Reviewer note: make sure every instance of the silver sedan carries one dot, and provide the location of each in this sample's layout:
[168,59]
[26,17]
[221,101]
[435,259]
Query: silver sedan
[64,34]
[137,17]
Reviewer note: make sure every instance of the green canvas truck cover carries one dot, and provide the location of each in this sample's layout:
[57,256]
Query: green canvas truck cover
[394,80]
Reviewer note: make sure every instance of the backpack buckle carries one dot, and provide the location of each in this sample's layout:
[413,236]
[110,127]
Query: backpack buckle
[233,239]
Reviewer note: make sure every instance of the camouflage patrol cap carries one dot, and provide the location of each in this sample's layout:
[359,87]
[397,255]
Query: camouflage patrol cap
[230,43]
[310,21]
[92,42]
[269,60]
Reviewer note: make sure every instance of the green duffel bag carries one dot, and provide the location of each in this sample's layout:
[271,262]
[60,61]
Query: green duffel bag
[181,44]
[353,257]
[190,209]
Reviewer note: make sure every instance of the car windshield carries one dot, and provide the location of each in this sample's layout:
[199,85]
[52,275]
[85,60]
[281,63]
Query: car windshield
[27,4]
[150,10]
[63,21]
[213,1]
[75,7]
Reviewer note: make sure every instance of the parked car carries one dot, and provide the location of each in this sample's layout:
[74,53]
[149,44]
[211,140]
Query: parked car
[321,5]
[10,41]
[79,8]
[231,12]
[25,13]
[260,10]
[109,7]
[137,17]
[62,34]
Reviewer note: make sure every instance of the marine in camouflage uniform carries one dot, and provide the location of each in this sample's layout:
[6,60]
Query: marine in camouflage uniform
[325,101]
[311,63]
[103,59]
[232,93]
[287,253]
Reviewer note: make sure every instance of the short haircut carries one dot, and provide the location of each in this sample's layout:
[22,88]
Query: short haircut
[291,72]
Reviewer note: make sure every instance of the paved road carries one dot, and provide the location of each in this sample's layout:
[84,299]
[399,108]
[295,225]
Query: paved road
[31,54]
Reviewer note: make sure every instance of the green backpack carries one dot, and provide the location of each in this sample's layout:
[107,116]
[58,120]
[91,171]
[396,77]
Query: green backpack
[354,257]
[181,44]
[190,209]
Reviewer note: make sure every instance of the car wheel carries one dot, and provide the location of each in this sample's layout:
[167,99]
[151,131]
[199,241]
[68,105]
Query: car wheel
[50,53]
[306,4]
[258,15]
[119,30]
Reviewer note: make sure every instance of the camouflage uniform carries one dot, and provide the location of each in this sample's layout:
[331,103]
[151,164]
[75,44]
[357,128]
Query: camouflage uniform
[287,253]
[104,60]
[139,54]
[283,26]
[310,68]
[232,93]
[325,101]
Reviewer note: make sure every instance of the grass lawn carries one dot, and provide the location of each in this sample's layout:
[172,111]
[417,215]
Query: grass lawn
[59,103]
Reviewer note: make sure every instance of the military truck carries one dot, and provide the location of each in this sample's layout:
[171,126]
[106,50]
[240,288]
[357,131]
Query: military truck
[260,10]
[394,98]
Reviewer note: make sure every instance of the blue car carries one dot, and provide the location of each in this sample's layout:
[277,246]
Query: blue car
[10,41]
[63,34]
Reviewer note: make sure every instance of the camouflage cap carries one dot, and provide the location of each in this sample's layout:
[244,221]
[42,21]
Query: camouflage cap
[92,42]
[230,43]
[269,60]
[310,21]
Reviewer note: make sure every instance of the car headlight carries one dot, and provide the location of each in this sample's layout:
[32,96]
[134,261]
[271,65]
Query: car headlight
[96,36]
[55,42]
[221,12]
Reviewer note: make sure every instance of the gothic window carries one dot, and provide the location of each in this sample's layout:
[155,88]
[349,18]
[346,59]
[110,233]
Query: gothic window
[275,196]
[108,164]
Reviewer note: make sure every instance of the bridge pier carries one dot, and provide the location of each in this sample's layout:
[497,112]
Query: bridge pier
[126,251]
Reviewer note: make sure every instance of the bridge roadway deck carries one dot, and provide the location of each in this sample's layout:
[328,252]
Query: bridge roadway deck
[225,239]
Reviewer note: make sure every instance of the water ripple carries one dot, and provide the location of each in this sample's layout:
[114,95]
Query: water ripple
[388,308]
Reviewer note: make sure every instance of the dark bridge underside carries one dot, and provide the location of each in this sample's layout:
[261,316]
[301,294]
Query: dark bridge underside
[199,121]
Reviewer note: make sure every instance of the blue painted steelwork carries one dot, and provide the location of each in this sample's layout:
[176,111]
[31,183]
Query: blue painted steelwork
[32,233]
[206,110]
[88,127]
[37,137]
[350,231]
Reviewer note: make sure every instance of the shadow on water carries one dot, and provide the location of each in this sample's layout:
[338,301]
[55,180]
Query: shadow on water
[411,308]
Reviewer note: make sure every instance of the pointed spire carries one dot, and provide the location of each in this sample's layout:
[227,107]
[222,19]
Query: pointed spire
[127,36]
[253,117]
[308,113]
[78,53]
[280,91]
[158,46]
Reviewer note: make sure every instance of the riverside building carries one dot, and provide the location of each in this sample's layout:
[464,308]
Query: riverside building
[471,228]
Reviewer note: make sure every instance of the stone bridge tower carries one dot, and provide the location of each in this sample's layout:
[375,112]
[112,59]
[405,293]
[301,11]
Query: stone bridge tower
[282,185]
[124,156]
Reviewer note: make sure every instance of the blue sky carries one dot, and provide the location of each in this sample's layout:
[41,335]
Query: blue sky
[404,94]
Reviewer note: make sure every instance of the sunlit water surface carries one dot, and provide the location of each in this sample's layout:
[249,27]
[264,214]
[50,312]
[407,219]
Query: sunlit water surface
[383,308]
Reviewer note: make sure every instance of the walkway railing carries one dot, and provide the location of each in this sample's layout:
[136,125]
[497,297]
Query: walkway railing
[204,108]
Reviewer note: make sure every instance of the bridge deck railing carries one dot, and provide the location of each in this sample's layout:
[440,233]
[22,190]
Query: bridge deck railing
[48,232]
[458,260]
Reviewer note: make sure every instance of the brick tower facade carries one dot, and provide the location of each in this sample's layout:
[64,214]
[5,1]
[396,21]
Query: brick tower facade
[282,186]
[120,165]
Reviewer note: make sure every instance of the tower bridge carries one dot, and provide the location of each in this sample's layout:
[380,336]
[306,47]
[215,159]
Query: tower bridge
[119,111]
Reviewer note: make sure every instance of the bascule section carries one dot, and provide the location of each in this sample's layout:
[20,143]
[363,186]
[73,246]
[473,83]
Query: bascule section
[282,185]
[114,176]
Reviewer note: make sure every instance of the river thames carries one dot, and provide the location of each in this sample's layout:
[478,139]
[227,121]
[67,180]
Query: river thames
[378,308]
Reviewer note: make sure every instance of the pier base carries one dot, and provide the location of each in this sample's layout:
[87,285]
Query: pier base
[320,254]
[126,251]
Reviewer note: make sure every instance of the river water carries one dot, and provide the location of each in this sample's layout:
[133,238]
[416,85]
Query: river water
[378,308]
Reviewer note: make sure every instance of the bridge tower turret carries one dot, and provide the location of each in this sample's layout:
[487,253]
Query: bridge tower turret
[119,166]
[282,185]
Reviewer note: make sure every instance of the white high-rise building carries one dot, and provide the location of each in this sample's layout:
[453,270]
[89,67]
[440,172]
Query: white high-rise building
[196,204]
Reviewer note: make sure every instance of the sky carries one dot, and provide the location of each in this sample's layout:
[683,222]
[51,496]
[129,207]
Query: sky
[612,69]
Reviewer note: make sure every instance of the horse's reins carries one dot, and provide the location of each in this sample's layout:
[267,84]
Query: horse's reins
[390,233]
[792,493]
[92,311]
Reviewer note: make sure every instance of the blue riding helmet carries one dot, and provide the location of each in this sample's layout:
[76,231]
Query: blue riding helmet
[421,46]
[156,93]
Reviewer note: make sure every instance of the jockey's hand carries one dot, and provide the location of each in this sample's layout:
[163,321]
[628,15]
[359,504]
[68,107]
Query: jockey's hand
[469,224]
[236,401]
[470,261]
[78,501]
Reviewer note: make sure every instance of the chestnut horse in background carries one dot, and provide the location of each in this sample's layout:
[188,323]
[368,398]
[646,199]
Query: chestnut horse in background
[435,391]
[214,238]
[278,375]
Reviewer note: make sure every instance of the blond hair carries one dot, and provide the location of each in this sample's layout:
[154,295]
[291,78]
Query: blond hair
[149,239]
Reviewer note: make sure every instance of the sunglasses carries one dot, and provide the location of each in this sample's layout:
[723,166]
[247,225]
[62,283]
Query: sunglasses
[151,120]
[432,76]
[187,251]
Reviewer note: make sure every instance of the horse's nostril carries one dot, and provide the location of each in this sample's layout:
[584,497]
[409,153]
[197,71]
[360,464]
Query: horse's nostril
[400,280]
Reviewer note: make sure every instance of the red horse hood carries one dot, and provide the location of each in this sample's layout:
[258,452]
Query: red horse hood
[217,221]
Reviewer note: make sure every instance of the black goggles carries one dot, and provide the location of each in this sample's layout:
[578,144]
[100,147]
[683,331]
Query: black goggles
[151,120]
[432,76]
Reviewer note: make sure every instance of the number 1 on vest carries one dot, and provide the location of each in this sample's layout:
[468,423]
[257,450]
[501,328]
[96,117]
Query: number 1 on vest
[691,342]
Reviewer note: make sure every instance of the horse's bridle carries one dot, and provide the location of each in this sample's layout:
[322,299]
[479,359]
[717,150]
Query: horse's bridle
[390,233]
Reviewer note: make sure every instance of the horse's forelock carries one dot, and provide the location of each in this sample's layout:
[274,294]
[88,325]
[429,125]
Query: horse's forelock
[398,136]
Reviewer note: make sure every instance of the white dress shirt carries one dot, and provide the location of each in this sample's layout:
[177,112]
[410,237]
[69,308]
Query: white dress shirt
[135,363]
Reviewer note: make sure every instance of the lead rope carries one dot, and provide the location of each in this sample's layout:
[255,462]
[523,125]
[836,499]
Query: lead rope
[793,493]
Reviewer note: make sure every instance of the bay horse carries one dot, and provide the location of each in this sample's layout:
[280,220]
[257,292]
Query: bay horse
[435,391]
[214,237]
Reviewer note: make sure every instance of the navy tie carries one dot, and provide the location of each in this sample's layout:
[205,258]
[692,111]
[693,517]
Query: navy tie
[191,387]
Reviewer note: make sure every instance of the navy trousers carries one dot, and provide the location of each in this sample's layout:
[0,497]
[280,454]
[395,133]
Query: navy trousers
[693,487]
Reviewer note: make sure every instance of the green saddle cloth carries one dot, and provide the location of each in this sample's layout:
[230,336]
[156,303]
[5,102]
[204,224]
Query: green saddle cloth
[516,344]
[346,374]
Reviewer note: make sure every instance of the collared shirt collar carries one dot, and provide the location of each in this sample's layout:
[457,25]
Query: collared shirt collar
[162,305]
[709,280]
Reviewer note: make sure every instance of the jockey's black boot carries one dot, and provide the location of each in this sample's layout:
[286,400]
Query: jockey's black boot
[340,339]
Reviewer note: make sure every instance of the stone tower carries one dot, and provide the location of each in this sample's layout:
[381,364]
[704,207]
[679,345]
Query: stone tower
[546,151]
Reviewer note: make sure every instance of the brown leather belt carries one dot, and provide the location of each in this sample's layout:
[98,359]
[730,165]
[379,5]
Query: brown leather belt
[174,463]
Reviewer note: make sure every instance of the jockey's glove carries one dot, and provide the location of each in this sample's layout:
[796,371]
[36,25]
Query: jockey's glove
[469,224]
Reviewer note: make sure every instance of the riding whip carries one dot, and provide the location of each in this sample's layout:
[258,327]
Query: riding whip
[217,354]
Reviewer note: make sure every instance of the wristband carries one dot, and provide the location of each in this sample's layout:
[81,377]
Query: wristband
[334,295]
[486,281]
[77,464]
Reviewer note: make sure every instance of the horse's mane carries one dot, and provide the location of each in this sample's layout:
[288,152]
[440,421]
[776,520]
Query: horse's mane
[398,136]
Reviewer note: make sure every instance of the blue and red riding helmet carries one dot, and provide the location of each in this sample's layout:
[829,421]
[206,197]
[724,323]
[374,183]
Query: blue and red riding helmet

◇ ◇ ◇ ◇ ◇ ◇ ◇

▸ TO BE DONE
Begin at the line containing "Reviewer note: make sure every instance of the riding" and reproduce each line through the end of the records above.

▸ SOLUTION FOR THIS EXERCISE
Reviewer note: make sure every instance of the riding whip carries one dot, and provide the location of each in this sample's layout:
[258,327]
Query: riding whip
[217,354]
Reviewer note: make sure every instance of the wristband carries one dot, and provide the location of each in this sample's layout:
[81,377]
Query: wristband
[334,295]
[486,281]
[77,464]
Reviewer note: make sure every instance of the horse's mane carries one dot, and provide the location of each in this sample's layout:
[288,152]
[440,421]
[776,520]
Query: horse's mane
[398,136]
Reviewer note: make sure every instance of the blue and red riding helmet carries one dot, and provide the location of each in this sample's layout:
[829,421]
[206,197]
[724,323]
[374,183]
Query: blue and red riding helmet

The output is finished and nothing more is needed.